_Exercise objective_
Extract every line of the records that contains the word "wooden". Copy each such line.

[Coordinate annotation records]
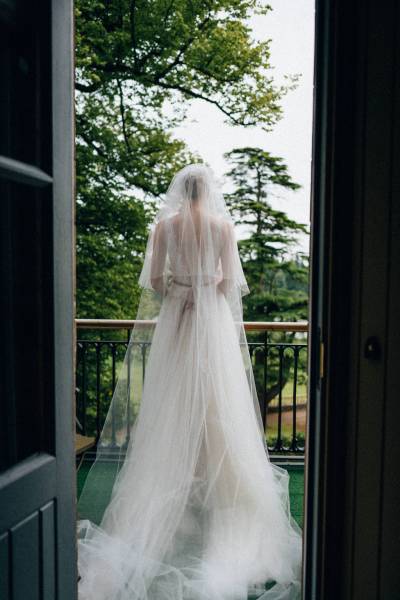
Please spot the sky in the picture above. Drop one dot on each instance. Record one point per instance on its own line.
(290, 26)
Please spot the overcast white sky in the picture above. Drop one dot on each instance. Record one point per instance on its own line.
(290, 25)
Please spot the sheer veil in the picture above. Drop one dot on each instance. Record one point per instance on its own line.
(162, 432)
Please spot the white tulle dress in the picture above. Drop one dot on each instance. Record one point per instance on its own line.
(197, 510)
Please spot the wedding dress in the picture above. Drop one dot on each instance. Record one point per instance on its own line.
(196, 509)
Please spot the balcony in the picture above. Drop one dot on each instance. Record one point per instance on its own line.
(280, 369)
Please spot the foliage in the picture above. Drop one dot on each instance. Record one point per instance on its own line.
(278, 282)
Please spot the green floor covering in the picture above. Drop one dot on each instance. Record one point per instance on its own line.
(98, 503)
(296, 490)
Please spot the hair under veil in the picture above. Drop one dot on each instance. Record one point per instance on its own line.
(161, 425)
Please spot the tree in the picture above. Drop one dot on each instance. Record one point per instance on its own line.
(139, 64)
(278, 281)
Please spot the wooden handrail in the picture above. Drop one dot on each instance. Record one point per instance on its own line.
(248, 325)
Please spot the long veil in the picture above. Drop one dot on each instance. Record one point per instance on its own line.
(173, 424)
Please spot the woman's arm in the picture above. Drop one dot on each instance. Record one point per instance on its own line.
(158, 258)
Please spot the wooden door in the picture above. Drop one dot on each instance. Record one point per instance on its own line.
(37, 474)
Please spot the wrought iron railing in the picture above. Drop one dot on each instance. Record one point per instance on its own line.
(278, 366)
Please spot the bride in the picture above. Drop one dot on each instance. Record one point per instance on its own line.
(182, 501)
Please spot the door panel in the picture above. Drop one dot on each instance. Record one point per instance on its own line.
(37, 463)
---
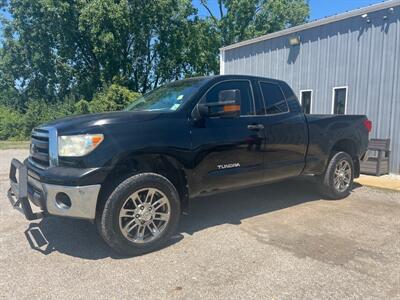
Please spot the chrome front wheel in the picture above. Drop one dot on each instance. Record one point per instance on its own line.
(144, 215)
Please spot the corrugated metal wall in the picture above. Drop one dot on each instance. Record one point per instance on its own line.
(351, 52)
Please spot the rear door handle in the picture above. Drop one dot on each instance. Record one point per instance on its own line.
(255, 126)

_Completed task_
Please spot the wooden handrail in the picture above. Drop one dot on each instance. Record one point per instance on its own line.
Please spot the wooden door in the picture above. Drop one dot on each instance. Record one point per instance on its own line.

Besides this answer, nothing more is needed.